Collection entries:
□ □ □ □ □

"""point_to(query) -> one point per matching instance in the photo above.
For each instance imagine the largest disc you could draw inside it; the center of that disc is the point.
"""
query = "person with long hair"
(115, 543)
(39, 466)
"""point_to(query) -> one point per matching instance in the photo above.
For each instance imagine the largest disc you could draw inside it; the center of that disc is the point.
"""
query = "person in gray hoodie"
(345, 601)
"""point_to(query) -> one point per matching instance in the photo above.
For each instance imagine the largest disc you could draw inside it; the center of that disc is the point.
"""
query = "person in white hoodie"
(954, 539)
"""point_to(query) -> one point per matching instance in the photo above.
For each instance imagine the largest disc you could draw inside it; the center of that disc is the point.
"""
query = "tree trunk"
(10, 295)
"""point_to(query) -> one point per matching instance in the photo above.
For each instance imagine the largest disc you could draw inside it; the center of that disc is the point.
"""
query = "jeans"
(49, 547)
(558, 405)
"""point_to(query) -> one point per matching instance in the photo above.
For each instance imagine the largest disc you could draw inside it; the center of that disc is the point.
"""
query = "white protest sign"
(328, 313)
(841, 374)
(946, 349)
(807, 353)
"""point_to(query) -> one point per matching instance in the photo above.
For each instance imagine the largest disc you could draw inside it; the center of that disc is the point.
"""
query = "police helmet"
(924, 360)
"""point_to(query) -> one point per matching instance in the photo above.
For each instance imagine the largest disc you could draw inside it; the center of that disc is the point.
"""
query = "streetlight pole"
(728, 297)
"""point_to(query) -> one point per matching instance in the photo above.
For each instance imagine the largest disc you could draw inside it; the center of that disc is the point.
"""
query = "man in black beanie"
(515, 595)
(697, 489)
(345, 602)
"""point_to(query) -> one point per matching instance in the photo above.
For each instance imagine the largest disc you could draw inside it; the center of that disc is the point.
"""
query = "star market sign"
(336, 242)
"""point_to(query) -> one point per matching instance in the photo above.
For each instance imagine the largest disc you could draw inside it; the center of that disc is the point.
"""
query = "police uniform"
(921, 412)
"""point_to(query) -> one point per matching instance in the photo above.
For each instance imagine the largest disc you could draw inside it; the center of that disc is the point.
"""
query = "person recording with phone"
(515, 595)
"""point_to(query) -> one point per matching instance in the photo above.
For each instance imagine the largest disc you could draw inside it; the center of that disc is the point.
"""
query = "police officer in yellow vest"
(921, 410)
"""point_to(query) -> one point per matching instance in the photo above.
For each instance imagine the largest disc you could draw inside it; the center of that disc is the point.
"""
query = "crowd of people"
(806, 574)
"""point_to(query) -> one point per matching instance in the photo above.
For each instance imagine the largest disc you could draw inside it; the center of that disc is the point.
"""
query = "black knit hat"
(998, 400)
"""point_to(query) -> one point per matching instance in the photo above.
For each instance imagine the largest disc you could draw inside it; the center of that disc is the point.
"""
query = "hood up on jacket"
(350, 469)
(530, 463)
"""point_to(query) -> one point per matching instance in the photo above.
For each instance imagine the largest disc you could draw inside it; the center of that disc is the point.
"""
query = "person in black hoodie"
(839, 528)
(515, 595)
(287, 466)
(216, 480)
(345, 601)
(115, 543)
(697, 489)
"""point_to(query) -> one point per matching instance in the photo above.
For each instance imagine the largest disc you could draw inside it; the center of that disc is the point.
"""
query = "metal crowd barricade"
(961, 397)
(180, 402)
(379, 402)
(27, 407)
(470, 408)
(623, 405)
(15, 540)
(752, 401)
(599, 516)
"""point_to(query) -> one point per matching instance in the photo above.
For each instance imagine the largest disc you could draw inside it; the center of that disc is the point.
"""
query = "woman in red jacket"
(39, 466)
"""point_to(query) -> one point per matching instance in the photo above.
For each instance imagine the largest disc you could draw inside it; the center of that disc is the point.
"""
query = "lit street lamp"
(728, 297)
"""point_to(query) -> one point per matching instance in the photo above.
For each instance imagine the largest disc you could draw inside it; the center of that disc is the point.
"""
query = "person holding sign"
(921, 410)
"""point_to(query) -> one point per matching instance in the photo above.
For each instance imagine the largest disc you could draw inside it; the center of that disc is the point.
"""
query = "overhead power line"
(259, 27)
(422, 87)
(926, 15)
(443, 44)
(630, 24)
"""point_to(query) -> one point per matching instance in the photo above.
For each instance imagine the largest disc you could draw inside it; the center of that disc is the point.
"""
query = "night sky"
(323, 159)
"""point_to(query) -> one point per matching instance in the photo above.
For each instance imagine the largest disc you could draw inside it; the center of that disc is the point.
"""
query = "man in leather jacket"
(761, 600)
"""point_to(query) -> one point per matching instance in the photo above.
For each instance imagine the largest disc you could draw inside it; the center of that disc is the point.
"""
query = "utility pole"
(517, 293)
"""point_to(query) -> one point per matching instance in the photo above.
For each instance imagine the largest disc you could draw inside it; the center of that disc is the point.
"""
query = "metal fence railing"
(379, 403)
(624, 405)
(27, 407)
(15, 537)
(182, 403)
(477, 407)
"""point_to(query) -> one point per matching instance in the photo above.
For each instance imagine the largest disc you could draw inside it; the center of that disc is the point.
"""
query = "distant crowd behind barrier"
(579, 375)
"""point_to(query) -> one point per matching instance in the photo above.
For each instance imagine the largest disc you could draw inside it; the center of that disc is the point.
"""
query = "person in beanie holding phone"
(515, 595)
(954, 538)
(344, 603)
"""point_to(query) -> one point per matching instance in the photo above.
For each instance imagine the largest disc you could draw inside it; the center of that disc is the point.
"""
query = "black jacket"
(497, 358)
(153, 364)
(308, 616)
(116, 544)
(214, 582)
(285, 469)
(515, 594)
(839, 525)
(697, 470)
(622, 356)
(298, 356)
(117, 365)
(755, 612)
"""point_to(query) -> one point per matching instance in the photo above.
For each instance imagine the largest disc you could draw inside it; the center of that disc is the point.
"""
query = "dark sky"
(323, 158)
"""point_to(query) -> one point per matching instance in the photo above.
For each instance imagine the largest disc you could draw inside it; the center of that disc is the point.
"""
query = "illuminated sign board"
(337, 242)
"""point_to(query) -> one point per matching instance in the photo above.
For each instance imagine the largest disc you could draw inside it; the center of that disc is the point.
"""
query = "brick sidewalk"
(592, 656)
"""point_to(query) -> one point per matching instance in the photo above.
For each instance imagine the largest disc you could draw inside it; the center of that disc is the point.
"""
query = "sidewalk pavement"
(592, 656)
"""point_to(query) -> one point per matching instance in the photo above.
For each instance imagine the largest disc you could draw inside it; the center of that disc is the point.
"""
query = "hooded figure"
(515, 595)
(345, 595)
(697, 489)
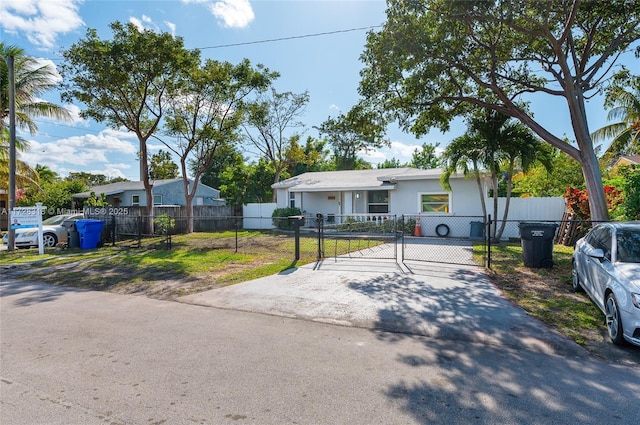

□ □ □ □ □

TASK OBJECTIVE
A faithful copy of the records above is needed, with the pictures left out.

SOLUTION TO THIS EXERCISE
"""point_to(query) -> one point per matching instance in the photo above.
For each instance imagine the largest disc you could draw inside it; the center of that disc is the point.
"""
query = "person with long hair"
(115, 543)
(39, 466)
"""point_to(query) -> one point per matching instance in the photo above.
For each instance imagine the largest disc you could draw inside it; the center of that disc is the point.
"""
query = "person in gray hoodie"
(345, 601)
"""point_to(query) -> one point per matching instance in the photo above.
For each instance imagine the largest disc you could draw inside it; the center of that disc is the point.
"""
query = "person in white hoodie"
(954, 539)
"""point_to(query) -> one point per matching instance in the photo above.
For each instance imagine the largest disc you could draw inside it; the center of that disc is the point.
"""
query = "tree trunk"
(10, 295)
"""point_to(query) -> one point per matching instance in the photo above.
For each instance imagine the largest disc you could draw inside it; the center of that disc is the point.
"""
query = "jeans"
(49, 547)
(558, 405)
"""point_to(query) -> one point per matching instance in the photo above.
For each instance imagine the largest disc you could draw inside it; the center of that disc is the point.
"""
query = "white protest sign"
(328, 313)
(841, 374)
(946, 349)
(807, 353)
"""point_to(query) -> one point per matching instance in the photo above.
For each instance imagine the largest disc you could draw inside it; the center of that disc is the point.
"""
query = "police helmet"
(924, 360)
"""point_to(query) -> one point per matching instance in the photo above.
For each instance imagine the largest disc you could draw inside it; the center of that disc is the point.
"""
query = "streetlight pole"
(728, 297)
"""point_to(query) -> one point per matching instance in the photo above.
For each instance imagine the largest disc you could draw inside it; the center of that disc is the point.
"""
query = "man in black beanie"
(515, 595)
(697, 489)
(345, 602)
"""point_to(query) -> one point per matching instance in the photo above.
For each instance imagine the largest disc you could draw inside it; the center of that disc is the point.
"""
query = "star market sign"
(336, 242)
"""point_to(query) -> one point per matching instance in the photo above.
For each instance imagine the largest disc you could draw inside it; the center of that disc is the point.
"""
query = "police uniform"
(921, 412)
"""point_to(query) -> one point per matching instance in the photo above.
For each instance imagine the largest disc you could draw inside it; the center of that disc is the point.
"""
query = "person recording with phone"
(515, 595)
"""point_to(query) -> one point per matching instance in the photo above.
For each instance imagine the largest disc you could draw inside it; the center of that disc is the point.
"""
query = "police officer in yellow vest"
(921, 410)
"""point_to(query) -> one point per matching instance in the photo above.
For each instance imagine the largest disc you could draw inside it; the center of that disc is the point.
"""
query = "crowd of people"
(806, 574)
"""point_to(query) -> one point per matching instance in the photo above.
For each instance imagine the largest disc you could draw inside it; the center of that disc is the point.
"""
query = "black knit hat"
(998, 400)
"""point_to(query) -> one point per matching instance in the photo above.
For each instance imagine the largest disc you could draw inside it; the center of that disc is the point.
"""
query = "hood up on jacket"
(350, 469)
(530, 463)
"""point_to(query) -> one point per matching instance in the photo above.
For each instance imagine the largest disc you could draw inside it; the center of that disc is the point.
"""
query = "person in black hoodie"
(839, 528)
(515, 595)
(287, 466)
(216, 480)
(345, 601)
(115, 543)
(697, 489)
"""point_to(query) -> one point per matching instance in the photo above.
For each instance imagine the largest disc you could draw inside it; the center of that disc is the point.
"""
query = "metal crowd barricade"
(961, 397)
(180, 402)
(379, 402)
(27, 407)
(470, 408)
(623, 405)
(15, 540)
(752, 401)
(599, 516)
"""point_to(query) -> one point per matching instance in the photo above.
For each instance imagine the largest disc you could draw inside it; the center of that disc is the point.
"""
query = "woman in red jacket"
(39, 466)
"""point_to(query) -> one point per matching instance in the photo above.
For each instance imagine the largest disc you could draw inside it; the center of that disc is the point.
"""
query = "lit street lamp"
(728, 297)
"""point_to(query) -> one point per matching instance in the photo above.
For each instance imagine the largest disc you could draw inside it; the center of that disc is the point.
"""
query = "person holding sign"
(921, 410)
"""point_to(query) -> one point per matching instance in the photo above.
For each instance imagine the largest disc you could draw inside it; the center of that disc is the point.
"""
query = "overhead power line"
(259, 27)
(422, 87)
(926, 15)
(443, 44)
(630, 24)
"""point_to(query) -> one point per matching instance in the photo above.
For each instance imagine the largest disc you could draw inside it; the center of that disc is the point.
"""
query = "night sky"
(323, 159)
"""point_to(query) -> one point per matching instance in the photo above.
For each instance imagine the largest disc you could draw inside it; the center of that disc is the point.
"""
query = "man in leather jacket"
(761, 600)
"""point_to(query) -> one point per matching instance in the photo above.
For each instance imagine the largest disc you could draw inside it; the center of that disc is the point.
"""
query = "utility pole"
(517, 293)
"""point_to(query) -> one point per matching instance in the photo above.
For each instance imagine the largest disc you could draw inside it; the center of that disc is the point.
"""
query = "metal fence railing"
(379, 403)
(624, 405)
(27, 407)
(15, 537)
(182, 403)
(477, 407)
"""point_to(query) -> one point per matching instance in the photo above.
For each instance imagine the largest disc you could draw inside it; the center of that disc is the point.
"""
query = "distant crowd behind barrier"
(579, 375)
"""point_to(query) -> one point per matching instance in the photo above.
For each instance imagine the largest disc you could draw inside it; the center of that disc is the point.
"""
query = "person in beanie holding phone"
(515, 595)
(954, 538)
(344, 603)
"""point_to(query) -> one point per matching instance in the photo above.
For each instance imagine the largest disc you could draw inside it; the center of that disc is the point.
"""
query = "black jacket"
(497, 358)
(153, 364)
(308, 616)
(116, 544)
(214, 582)
(285, 469)
(515, 594)
(839, 525)
(697, 470)
(622, 356)
(298, 356)
(117, 365)
(755, 612)
"""point_to(query) -> one point per matching instance in the photo above.
For each instance imagine the largest disc you could draw inside it; the center of that disc is the point.
"""
query = "dark sky"
(323, 158)
"""point_to(query) -> one point per matching instance in the photo above.
For each instance imagine the largest disc you could draw inside it; the center of that disc is the point.
"""
query = "illuminated sign board"
(337, 242)
"""point_to(query) -> one point per matching instance in the photo above.
For each instance imagine the largest disc you could draw inside it; the center of that disc is the point.
"""
query = "brick sidewalk"
(592, 656)
"""point_to(query) -> one point per matching instance in the photo above.
For each instance imagine the largest disc you could draw inside it; the center of that disc is the point.
"""
query = "sidewalk pavement"
(592, 656)
"""point_to(query) -> one point per matching instance in the photo above.
For each instance imagine the largest disc you could draw inside it; the center of that disc is the point.
"""
query = "hooded figure"
(515, 595)
(345, 595)
(697, 489)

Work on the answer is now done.